REQUEST: Return every one of the following records verbatim, reproducing each line without any alteration.

RECORD EXCERPTS:
○ ○ ○ ○
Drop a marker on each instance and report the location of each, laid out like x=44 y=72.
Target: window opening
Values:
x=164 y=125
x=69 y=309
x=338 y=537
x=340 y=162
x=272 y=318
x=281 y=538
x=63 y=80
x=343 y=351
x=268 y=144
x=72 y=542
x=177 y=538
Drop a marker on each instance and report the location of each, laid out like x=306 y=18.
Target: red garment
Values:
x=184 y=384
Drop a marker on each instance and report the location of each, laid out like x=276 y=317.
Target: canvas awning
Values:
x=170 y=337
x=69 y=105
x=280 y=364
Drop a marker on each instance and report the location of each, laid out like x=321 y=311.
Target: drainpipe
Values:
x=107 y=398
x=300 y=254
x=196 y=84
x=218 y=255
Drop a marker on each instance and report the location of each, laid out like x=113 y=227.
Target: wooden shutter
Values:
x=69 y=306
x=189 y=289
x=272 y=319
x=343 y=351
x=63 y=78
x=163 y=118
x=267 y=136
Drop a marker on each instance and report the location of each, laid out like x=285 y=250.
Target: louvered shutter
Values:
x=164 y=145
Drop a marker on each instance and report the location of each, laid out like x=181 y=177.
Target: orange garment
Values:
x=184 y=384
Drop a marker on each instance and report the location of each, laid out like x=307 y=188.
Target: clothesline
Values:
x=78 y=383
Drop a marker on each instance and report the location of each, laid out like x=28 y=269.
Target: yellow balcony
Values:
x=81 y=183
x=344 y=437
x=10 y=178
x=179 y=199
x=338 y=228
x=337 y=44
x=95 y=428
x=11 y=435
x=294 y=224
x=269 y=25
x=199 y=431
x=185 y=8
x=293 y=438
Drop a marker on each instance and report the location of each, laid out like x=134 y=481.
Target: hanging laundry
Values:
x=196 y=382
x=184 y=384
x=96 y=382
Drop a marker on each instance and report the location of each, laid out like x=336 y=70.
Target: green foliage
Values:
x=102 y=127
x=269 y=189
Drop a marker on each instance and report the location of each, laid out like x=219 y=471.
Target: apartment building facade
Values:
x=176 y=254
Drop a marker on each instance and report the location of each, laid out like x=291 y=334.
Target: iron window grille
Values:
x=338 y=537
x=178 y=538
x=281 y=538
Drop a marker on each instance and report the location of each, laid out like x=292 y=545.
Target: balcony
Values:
○ ○ ○ ○
SOLUTION FOR THIS PROBLEM:
Drop a marker on each instance and report the location of each, laid out like x=44 y=72.
Target: window opening
Values:
x=164 y=125
x=69 y=309
x=338 y=537
x=340 y=162
x=272 y=318
x=281 y=538
x=63 y=80
x=343 y=351
x=268 y=144
x=72 y=542
x=177 y=538
Drop a marker on each instance and report the location of each, laid out like x=306 y=18.
Target: red garment
Values:
x=184 y=384
Drop a marker on each instance and report the location of each, laid out like x=276 y=317.
Target: canvas awning
Values:
x=170 y=337
x=69 y=105
x=280 y=364
Drop a marker on each instance and report the location of each, laid out like x=321 y=311.
Target: drainpipe
Values:
x=107 y=398
x=300 y=254
x=196 y=84
x=218 y=255
Drop a marker on each instance and report the location of each, laid out like x=113 y=227.
Target: wooden shutter
Values:
x=69 y=306
x=189 y=289
x=272 y=319
x=343 y=351
x=63 y=78
x=163 y=118
x=267 y=136
Drop a marker on each instance and report the location of each, laid out like x=285 y=250.
Target: louvered shutter
Values:
x=164 y=145
Drop a marker on each instance and report the location of each, laid out like x=181 y=177.
Target: orange garment
Values:
x=184 y=384
Drop a marker on each instance and report the location of each, laid out like x=307 y=188.
Target: clothesline
Values:
x=78 y=383
Drop a marker on each instance and report the location of each, laid out like x=28 y=269.
Target: yellow balcony
Values:
x=81 y=183
x=344 y=437
x=10 y=178
x=179 y=199
x=338 y=228
x=337 y=44
x=95 y=428
x=11 y=435
x=294 y=224
x=269 y=25
x=199 y=431
x=185 y=8
x=293 y=438
Drop a marker on each instance and report the location of each, laid out like x=134 y=481.
Target: hanging laundry
Values:
x=196 y=382
x=184 y=384
x=96 y=382
Drop a marker on each instance and report the location of each, laid out like x=336 y=70.
Target: green foliage
Values:
x=102 y=127
x=269 y=189
Drop a marker on each instance and report the location of each, laid out like x=219 y=471.
Target: apartment building facade
Values:
x=176 y=254
Drop a marker on each instance and report the location of each, laid out like x=291 y=334.
Target: iron window grille
Values:
x=338 y=537
x=178 y=538
x=281 y=538
Drop a marker on each instance and report the location of each, laid out like x=292 y=545.
Target: balcony
Values:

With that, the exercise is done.